◆ Supplied passage
When Equal Pay Day in the U.S. falls on the final week of Women’s History Month a year into an economic crisis that has affected women disproportionately more than men … well, there might just be a few things to talk about. Especially when it comes to the financial services sector, which historically has lagged in its equity efforts.
So I gathered two of the smartest women in the sector to get their perspectives on women in finance on both sides of the coin: women as professionals and leaders within financial services, and women as consumers of and investors in financial products.
Reshma Kapadia, associate editor of Barron’s Magazine, has covered topics that span investing, retirement, and emerging markets for more than 20 years (previously she held roles at WSJ’s SmartMoney and Reuters).
Amanda Pullinger is the CEO of 100 Women in Finance, a global association that empowers women working in the financial industry through education and peer engagement.
Here’s what they had to say.
Women working in financial services
When it comes to female representation in financial services, we’ve come a long way. A recent Deloitte analysis found that although women make up more than 50% of the U.S. financial services workforce, they account for just under 22% of leadership roles.
“There’s a multiplier effect,” said Pullinger. “When women are at the top of an organization there are more women who seem to be drawn into CEO ranks. Women want to be able to see that they can take a pathway into a role. The first step is for all of these women in these roles to be really visible and transparent to the next generation of women.”
“I think the industry has been talking about this since the late ‘90s,” said Kapadia. “When you look at the numbers, roughly two percent of assets are managed by women. Only a quarter of financial advisors are women, and these numbers have been stuck for decades.”
But it’s not just gender equity that is important to get right—racial equity is also severely lacking in the industry. According to Catalyst.org, the percentage of black women in executive or senior level roles in financial services accounts for just 1.3%, Latinas for 1.3% and Asian Women for 1.8%, compared to 26% for white women.
Kapadia offered four ways to tackle this:
- Be honest about the industry’s role in the racial wealth gap and address those issues by understanding and recognizing the data.
- Get leaders of color in the industry to talk and be more visible.
- Think out of the box in terms of recruiting, not only in conventional places like HBCUs but in unexpected places where you can reach different people.
- When you get people of color in the door, set them up for success by supporting and mentoring them.
Pullinger has been especially focused on this topic in the last year, forming a partnership with Black Women in Asset Management. In response to the Black Lives Matter movement, she asked herself, what can I do in my world to make change?

Records from a data source

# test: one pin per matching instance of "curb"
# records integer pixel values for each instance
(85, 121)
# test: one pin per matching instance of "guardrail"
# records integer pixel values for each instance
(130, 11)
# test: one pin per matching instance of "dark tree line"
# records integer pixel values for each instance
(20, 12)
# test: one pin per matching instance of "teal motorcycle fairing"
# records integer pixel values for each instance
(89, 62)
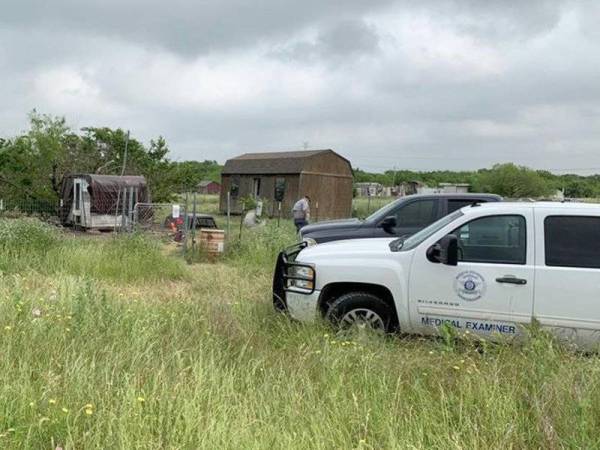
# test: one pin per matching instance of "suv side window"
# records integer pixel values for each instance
(572, 241)
(419, 213)
(457, 203)
(494, 239)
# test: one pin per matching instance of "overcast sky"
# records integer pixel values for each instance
(420, 84)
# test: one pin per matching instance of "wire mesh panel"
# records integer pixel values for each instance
(29, 207)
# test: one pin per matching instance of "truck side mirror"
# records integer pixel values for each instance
(388, 224)
(445, 251)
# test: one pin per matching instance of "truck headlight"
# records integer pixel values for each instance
(305, 272)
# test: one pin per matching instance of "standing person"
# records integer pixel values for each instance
(301, 212)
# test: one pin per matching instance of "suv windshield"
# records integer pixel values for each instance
(383, 212)
(411, 242)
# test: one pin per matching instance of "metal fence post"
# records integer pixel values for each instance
(185, 225)
(228, 214)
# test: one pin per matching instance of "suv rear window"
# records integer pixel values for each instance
(419, 213)
(572, 241)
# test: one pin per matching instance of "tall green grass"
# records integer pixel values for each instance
(196, 358)
(28, 244)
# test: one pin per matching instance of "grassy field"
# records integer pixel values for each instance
(115, 343)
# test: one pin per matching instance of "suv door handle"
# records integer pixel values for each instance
(511, 280)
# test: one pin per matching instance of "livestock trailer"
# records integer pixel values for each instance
(101, 202)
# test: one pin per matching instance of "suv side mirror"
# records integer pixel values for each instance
(388, 224)
(445, 251)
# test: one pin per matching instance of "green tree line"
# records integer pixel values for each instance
(508, 180)
(34, 164)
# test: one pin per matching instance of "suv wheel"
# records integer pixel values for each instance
(360, 309)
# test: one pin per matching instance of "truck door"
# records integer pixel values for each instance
(490, 291)
(412, 216)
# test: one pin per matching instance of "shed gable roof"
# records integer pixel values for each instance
(272, 163)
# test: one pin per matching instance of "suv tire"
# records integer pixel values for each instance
(361, 308)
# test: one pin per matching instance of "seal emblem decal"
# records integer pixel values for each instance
(469, 286)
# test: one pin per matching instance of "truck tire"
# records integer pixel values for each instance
(361, 308)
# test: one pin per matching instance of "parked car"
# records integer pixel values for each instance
(404, 216)
(202, 221)
(486, 269)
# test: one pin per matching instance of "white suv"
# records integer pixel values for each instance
(487, 269)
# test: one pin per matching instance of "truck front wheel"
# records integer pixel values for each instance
(360, 309)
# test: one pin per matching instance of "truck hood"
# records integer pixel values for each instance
(354, 247)
(331, 225)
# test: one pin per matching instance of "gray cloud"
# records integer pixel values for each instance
(437, 84)
(340, 41)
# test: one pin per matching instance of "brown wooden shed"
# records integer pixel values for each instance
(323, 175)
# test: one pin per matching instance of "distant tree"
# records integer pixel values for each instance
(512, 181)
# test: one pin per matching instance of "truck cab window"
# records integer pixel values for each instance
(455, 204)
(494, 239)
(572, 241)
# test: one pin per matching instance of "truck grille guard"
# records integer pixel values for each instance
(285, 261)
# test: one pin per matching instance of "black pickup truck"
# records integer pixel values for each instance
(404, 216)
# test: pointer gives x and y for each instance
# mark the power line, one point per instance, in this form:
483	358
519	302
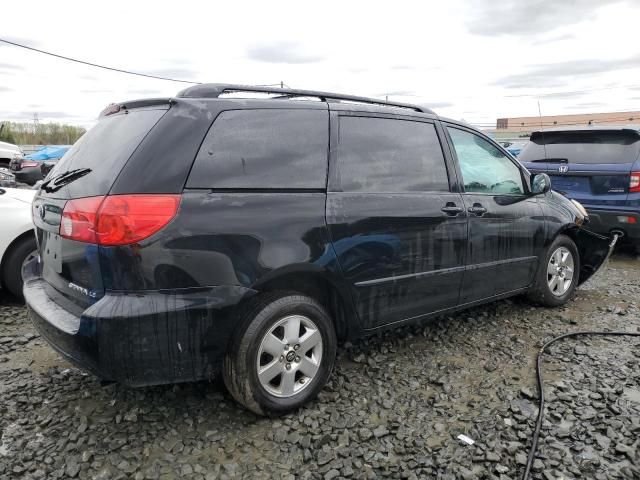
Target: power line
594	122
113	69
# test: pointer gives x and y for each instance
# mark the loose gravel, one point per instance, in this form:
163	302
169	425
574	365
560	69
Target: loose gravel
394	407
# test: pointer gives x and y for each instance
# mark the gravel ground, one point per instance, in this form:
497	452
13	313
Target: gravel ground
394	407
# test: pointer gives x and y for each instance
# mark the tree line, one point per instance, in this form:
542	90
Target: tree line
40	134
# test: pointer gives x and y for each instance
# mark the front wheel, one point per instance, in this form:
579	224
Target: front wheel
558	273
281	355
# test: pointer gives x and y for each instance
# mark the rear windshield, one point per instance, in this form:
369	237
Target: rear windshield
105	149
582	147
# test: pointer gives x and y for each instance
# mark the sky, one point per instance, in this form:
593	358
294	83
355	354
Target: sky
475	60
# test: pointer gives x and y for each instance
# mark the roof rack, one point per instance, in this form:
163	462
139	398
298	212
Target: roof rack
214	90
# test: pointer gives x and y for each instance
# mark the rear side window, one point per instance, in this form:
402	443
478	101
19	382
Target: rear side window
598	146
387	155
105	149
264	149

◆ Instructions for the task
Continue the article on women in financial services from the point where it stops.

◆ Answer to the exercise
“I started by being deliberate, by reaching out to women of color in the industry via LinkedIn and asking to have conversations,” Pullinger said. “It was a very simple but quite powerful tool to really enlarge my own network. We need to be deliberate about seeking those that are outside of our network.”
Investing in women through financial services
It’s critically important to understand the worth of women participating in the economy, and how financial services can unlock this power. In the U.S. specifically, through the pandemic, we’ve seen a Great Female Recession. And we know that women experienced the highest job losses. A new study from Fidelity showed the toll on women and the historic levels of stress they’re enduring surrounding their finances, job security, and long-term savings: Nearly 80% of women are currently feeling the weight of that financial stress, up from 67% the previous year. And our own Ketchum research shows that 44% of employed American women say they feel more burned out in their job now than at the beginning of the pandemic. Is it a question of services and support—or financial literacy?
“There is a disproportionate hit on women due to the pandemic,” said Kapadia. “Women are even considering downgrading their careers. Now we’re seeing more of the innovative companies thinking about workplace flexibility. The proof of whether it will work will be a year from now if these companies are willing to hire these women back even if they have a gap on their resumes.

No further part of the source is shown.